Please retype every one of the items below word for word, keeping each line unchanged.

(Data entries)
○ ○ ○

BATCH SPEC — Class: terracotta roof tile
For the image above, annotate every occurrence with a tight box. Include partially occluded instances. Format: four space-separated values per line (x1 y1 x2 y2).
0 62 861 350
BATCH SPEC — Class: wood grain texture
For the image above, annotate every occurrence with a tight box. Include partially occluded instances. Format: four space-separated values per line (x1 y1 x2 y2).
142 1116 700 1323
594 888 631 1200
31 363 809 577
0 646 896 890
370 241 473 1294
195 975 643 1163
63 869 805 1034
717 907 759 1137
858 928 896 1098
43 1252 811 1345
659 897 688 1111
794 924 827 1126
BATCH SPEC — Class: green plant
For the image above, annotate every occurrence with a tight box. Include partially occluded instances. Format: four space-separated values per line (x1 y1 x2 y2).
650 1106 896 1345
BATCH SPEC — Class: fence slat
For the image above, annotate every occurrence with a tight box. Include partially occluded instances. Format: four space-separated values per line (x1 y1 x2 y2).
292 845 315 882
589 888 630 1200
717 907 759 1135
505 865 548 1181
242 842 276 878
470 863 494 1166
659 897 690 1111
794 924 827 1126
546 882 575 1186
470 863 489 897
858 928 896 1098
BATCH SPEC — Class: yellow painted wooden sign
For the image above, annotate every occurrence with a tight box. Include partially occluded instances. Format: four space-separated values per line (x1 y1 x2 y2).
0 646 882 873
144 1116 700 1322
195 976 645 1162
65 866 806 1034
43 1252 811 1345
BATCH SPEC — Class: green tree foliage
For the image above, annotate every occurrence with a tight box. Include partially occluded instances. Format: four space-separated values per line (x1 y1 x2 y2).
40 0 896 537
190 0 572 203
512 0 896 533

○ ○ ○

* [Expected output]:
BATCH SPEC — Class: terracotta roof tile
For the image above, annotate every occurrence with a tight box. Include partially occluded instances. Format: four space-separated values per line (x1 y1 x2 y2).
0 62 861 350
BATCH SPEC — Class: wood grain texture
For the image above, annotate every occurrence with a tight box. Include partially occluded instances. Format: four space-separated values per line (x1 y1 x2 y2).
142 1116 700 1323
594 888 631 1200
31 363 809 577
0 646 896 890
370 241 473 1294
195 975 643 1163
63 869 805 1034
717 907 759 1137
858 928 896 1098
43 1252 811 1345
659 897 688 1111
794 924 827 1126
BATCH SPEC — Class: green plant
For the image above, annotate every occurrence with a tight box. Include partially occluded instances. Format: four space-separated values per line (x1 y1 x2 y2).
650 1106 896 1345
BATCH SPEC — Class: fence slat
For the image above, annotate every occurrence with a tight box. Include partially occluded instances. Format: four space-separated values per line (x1 y1 x2 y2).
292 845 315 882
589 888 630 1200
717 907 759 1135
505 865 548 1181
242 842 276 878
470 863 494 1166
659 897 690 1111
794 924 827 1126
546 882 575 1186
470 863 489 897
858 928 896 1098
BATCH SPEC — Class: yellow painted wooden sign
For the image above, annotate every occurrence with a tight box. Include partially occluded instances. Format: four space-separated values per line (x1 y1 x2 y2).
0 646 882 873
144 1116 700 1322
195 976 645 1162
65 866 806 1034
43 1252 811 1345
BATCH SPEC — Class: green tree foliage
For the image above, annotate every occurrence with a tight box. Include partially occluded instances. Format: four space-separated values per line (x1 y1 x2 y2).
40 0 896 537
190 0 572 203
512 0 896 533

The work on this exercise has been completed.